■ **SUPPLIED DATA**

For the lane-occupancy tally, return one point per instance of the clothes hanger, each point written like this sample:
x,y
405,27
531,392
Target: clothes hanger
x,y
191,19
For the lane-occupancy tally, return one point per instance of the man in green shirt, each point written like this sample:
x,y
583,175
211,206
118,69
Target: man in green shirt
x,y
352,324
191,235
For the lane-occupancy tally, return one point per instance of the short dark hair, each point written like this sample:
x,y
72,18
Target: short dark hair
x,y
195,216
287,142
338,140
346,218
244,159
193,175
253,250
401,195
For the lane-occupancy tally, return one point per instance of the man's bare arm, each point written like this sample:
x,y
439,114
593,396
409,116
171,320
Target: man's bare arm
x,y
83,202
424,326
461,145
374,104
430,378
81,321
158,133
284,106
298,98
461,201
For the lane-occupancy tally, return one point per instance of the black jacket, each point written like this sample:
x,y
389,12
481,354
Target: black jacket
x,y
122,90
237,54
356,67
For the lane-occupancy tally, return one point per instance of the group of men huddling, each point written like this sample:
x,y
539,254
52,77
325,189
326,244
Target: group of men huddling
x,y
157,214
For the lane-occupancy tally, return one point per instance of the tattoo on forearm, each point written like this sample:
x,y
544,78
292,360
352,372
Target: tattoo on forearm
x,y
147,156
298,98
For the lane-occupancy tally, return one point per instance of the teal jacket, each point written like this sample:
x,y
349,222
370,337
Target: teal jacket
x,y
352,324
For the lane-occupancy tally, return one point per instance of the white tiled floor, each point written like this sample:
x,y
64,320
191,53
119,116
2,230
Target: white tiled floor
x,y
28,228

...

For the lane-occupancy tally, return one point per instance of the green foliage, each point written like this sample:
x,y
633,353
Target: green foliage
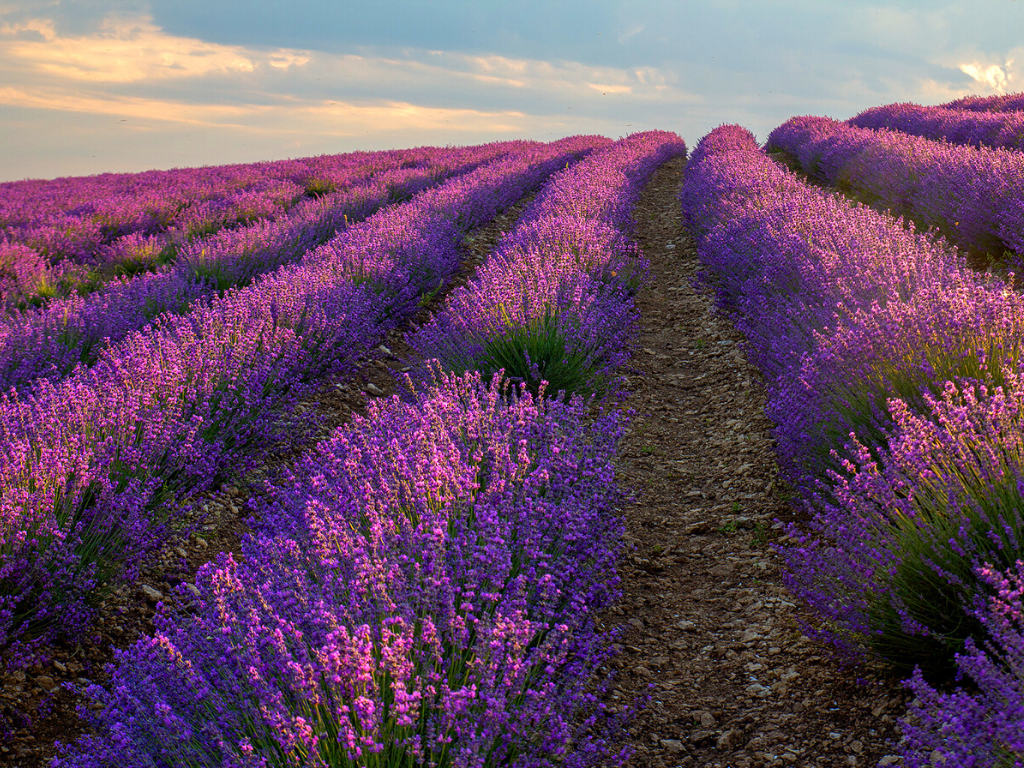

■ **TASK TO COMPLETE**
Lines of the material that hold the word "lane" should be counted, and the number alone given.

■ **RESPONSE AREA**
10